WHAT NEEDS TO BE DONE =>
Can you carry the Ivan Bisiuk biography below forward from the point where it stops?

+++ GIVEN TEXT +++

First Deputy Minister of Agrarian Policy and Food of Ukraine
- In office 24 December 2012 – 27 February 2014
- Minister: Mykola Prysyazhnyuk

Personal details
- Born: 3 January 1962 (age 64) Maly Rozhyn, Kosiv Raion, Ivano-Frankivsk Oblast, Ukrainian SSR
- Education: National University of Life and Environmental Sciences of Ukraine

= Ivan Bisiuk =

Ukrainian politician

Ivan Yuriiovych Bisiuk (Іван Юрійович Бісюк) is a Ukrainian politician and veterinarian. He has held the positions of First Deputy Minister of Agrarian Policy and Food and chairman of Agrarian Party of Ukraine.

== Biography ==
Ivan Bisyuk was born January 3, 1962, in Maly Rozhyn (Kosiv Raion, Ivano-Frankivsk Oblast, Ukrainian SSR). He initially graduated from the Veterinary Faculty of the Ukrainian Agricultural Academy, and then worked as a veterinary doctor at the Sovky state farm within the Sviatoshynskyi District of Kyiv. In January 1989, he was appointed the chief veterinary doctor of Sovky. After the collapse of the Soviet Union, he headed the veterinary service for the Sviatoshynskyi District, and then in August 1994 was appointed director of the Shpytkivskyi state farm, which is also located in Sviatoshynskyi.

+++ INFORMATION +++

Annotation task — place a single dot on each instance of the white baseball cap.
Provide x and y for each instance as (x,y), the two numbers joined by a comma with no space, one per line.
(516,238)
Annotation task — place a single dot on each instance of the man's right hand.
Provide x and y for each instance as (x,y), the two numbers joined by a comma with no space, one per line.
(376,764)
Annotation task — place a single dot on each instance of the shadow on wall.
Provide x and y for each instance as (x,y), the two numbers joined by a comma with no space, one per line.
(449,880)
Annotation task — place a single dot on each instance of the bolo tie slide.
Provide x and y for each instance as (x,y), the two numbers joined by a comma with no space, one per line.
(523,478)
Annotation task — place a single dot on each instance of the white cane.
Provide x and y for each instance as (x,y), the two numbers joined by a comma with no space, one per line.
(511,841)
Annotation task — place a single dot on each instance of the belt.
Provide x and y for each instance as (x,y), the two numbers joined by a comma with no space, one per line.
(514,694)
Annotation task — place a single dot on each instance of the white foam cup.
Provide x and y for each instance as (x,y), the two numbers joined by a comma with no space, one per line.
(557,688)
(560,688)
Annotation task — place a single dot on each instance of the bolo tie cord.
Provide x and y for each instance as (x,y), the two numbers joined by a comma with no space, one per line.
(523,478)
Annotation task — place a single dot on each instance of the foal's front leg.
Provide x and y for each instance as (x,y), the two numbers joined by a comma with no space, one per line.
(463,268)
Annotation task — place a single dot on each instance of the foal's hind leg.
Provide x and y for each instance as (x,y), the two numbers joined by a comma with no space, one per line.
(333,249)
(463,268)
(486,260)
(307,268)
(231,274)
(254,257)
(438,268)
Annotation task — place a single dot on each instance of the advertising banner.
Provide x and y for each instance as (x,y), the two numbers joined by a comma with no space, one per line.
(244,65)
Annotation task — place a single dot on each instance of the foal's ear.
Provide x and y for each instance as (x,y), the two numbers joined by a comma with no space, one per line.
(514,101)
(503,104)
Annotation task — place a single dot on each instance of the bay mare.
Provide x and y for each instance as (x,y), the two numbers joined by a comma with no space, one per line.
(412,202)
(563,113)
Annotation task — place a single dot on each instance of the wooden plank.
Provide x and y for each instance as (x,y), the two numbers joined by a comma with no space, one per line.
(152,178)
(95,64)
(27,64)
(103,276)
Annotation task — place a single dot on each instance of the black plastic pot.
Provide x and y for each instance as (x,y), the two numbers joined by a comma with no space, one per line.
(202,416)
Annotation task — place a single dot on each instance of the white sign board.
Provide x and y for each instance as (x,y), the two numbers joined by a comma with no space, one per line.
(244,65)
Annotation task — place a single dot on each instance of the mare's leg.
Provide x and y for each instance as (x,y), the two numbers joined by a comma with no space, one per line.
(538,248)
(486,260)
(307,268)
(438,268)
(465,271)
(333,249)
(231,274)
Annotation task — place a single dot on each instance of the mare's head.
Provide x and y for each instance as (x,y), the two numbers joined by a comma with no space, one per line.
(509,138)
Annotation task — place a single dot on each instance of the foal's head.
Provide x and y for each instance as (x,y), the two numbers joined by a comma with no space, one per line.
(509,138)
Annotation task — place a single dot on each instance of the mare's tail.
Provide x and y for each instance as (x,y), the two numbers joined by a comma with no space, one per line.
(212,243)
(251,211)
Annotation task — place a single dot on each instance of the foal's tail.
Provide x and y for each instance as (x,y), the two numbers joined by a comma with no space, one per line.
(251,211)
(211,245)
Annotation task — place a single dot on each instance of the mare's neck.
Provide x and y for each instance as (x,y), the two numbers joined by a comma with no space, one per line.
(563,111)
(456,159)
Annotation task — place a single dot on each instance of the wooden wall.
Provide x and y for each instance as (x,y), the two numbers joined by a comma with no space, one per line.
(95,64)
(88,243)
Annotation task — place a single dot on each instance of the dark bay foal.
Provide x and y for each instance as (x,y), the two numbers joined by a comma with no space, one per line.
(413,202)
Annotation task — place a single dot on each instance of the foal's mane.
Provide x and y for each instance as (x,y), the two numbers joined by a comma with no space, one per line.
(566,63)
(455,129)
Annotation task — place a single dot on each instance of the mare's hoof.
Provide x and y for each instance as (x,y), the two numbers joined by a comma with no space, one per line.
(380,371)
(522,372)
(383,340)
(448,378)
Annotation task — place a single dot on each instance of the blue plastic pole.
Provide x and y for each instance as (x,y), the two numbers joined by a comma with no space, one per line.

+++

RESPONSE AREA =>
== Political career ==
From 2000 to 2005, he served as Head of the Pereiaslav-Khmelnytskyi Raion State Administration of Kyiv Oblast. He also entered postgraduate education for politics, as in 2003 he graduated from the National Academy for Public Administration with a specialization in "public administration". Then, from 2006 to 2007, he was Head of the State Department of Veterinary Medicine and Chief State Inspector of Veterinary Medicine, before switching in 2007 to become First Deputy Head of the Department of rCoordination of Agrarian Policy.

By the Decree of the President of Ukraine No. 382/2012 dated June 8, 2012, he was appointed Deputy Minister of Agrarian Policy and Food of Ukraine - Chief of Staff. By the Decree of the President of Ukraine of September 12, 2012, No. 539/2012, Bisiuk was appointed First Deputy Minister of Agrarian Policy and Food of Ukraine. He held this position until July 2, 2014.